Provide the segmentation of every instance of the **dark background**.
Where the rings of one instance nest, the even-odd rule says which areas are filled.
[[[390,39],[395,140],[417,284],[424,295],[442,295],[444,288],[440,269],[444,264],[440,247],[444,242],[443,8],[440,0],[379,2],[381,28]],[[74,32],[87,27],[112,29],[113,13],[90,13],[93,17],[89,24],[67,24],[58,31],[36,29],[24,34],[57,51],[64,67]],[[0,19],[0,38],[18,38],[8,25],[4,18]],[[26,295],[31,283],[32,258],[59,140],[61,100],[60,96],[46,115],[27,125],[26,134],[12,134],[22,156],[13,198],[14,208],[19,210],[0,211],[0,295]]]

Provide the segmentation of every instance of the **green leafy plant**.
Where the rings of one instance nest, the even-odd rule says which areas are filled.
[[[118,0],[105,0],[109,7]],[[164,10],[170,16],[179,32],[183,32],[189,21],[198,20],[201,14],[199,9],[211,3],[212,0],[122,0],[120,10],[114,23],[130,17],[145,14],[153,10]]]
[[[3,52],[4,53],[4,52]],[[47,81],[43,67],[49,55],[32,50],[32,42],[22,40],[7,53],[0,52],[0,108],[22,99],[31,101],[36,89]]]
* * *
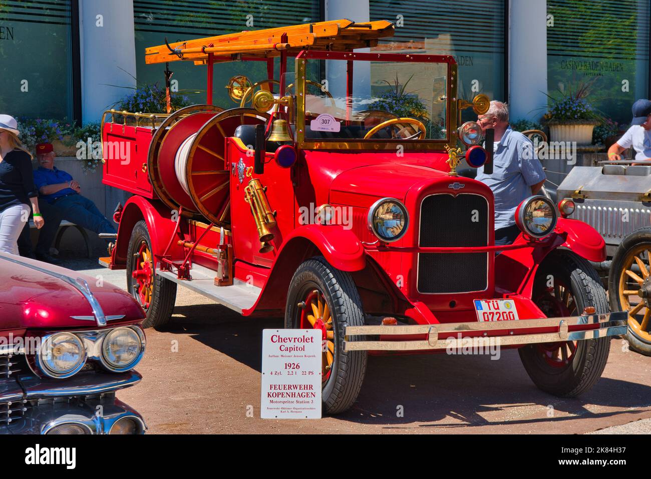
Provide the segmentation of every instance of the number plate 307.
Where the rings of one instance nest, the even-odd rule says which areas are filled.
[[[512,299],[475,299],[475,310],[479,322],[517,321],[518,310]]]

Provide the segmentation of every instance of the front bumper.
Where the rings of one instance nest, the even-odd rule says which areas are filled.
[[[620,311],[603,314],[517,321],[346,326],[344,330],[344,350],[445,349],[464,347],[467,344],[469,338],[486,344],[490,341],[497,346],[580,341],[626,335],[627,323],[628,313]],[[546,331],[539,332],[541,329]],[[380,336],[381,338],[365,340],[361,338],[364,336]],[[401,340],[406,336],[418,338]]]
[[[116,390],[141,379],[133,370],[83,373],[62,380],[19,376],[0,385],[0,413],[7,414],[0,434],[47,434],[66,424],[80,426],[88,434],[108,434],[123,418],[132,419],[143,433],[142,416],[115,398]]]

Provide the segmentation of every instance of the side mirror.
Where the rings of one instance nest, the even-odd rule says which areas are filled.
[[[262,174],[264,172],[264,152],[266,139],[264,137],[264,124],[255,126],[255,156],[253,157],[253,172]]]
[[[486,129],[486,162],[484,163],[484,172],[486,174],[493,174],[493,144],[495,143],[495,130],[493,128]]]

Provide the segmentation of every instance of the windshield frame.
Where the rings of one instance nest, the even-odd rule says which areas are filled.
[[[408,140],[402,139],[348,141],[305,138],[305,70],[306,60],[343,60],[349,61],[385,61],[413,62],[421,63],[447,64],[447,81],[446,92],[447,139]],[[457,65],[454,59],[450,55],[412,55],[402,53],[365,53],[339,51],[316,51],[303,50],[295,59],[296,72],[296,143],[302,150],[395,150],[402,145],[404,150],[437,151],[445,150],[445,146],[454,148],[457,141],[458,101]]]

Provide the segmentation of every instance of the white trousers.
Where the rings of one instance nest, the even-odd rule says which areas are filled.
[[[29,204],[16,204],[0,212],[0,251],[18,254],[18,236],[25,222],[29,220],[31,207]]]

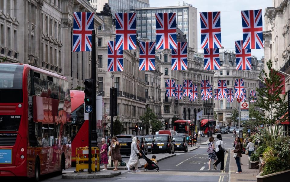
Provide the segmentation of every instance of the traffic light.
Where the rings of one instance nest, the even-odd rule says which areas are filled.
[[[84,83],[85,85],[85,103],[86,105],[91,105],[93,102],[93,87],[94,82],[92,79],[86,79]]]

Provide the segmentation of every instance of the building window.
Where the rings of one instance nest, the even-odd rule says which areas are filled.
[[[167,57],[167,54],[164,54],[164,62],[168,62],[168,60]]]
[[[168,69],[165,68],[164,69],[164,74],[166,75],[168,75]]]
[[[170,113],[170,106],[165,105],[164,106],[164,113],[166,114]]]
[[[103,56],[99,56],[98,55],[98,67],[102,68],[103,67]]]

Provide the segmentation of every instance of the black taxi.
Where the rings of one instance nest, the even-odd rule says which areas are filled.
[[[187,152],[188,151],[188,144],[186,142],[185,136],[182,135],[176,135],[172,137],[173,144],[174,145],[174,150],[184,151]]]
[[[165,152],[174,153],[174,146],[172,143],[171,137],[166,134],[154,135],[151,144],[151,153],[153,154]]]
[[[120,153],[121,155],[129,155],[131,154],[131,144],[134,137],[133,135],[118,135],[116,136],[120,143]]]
* * *
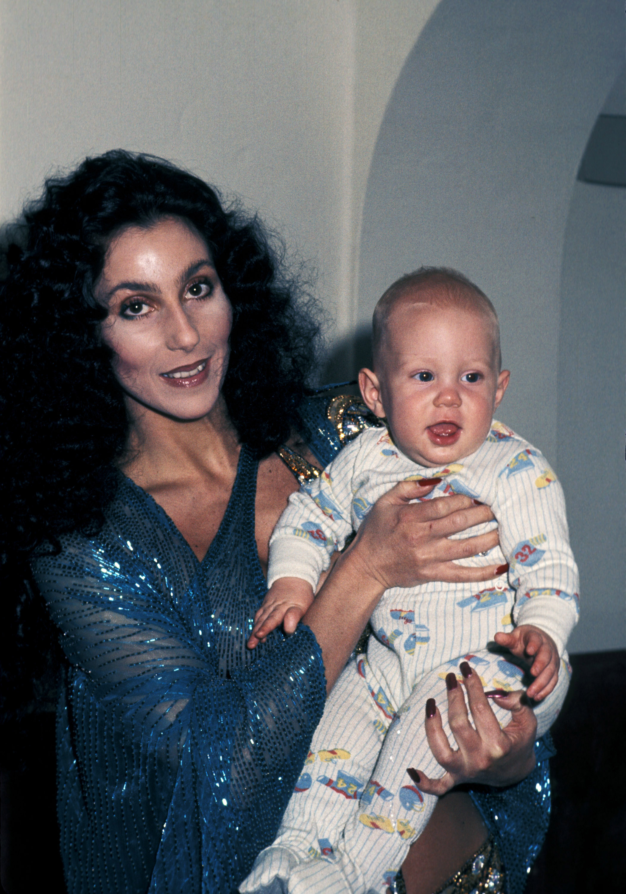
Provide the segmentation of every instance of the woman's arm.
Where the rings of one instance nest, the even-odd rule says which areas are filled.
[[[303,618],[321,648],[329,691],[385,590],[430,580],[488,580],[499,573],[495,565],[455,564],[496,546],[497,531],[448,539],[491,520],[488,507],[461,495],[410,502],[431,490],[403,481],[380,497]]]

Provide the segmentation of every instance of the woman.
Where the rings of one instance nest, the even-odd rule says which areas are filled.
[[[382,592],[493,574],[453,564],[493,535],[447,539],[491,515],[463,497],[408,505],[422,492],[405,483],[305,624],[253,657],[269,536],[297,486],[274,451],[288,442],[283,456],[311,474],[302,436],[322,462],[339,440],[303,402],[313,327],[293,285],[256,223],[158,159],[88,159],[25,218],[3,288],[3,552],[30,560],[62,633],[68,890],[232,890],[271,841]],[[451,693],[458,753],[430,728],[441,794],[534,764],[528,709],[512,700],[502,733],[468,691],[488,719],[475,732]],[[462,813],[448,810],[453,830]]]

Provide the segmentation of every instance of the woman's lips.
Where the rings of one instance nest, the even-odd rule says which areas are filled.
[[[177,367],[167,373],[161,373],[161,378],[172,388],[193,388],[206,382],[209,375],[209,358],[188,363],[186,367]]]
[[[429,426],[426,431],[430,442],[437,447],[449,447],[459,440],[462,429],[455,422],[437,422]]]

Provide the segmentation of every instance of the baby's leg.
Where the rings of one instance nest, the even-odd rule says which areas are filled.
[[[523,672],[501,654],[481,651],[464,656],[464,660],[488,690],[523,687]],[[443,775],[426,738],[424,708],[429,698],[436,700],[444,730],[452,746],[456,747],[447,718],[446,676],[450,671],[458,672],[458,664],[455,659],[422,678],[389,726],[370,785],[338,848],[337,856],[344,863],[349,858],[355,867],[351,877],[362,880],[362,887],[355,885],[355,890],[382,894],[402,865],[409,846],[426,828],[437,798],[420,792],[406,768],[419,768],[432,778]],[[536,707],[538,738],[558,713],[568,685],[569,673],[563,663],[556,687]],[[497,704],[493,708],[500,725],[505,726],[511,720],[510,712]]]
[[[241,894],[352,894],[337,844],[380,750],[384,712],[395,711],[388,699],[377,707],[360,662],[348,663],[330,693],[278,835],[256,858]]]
* * *
• [What the task requires]: Scale the rows between the lines holding "Provide the segmentation of every instance of the traffic" and "[[[103,56],[99,56],[98,55],[98,67],[102,68],[103,67]]]", inclusive, by repeating every line, including the requests, and multiplying each polygon coordinate in the answers by 0.25, rounding to whole numbers with halves rounded up. Return only those lines.

• [Written response]:
Provide the segmentation of every instance of the traffic light.
Where the rings of one instance nest, the even-odd rule says which areas are filled.
[[[21,21],[21,21],[21,26],[22,26],[23,26],[23,26],[23,22],[24,21],[23,20],[22,20]]]

Provide the segmentation of every instance of the building window.
Where the rings of one instance nest, the even-odd rule says which areas are filled.
[[[42,14],[42,14],[41,14],[41,16],[42,16],[42,15]]]
[[[42,17],[41,17],[41,17],[41,19],[42,19],[42,19]]]
[[[43,28],[43,27],[41,26],[41,27],[41,28],[42,29]]]
[[[26,14],[25,14],[25,14],[25,17],[26,17],[26,17]]]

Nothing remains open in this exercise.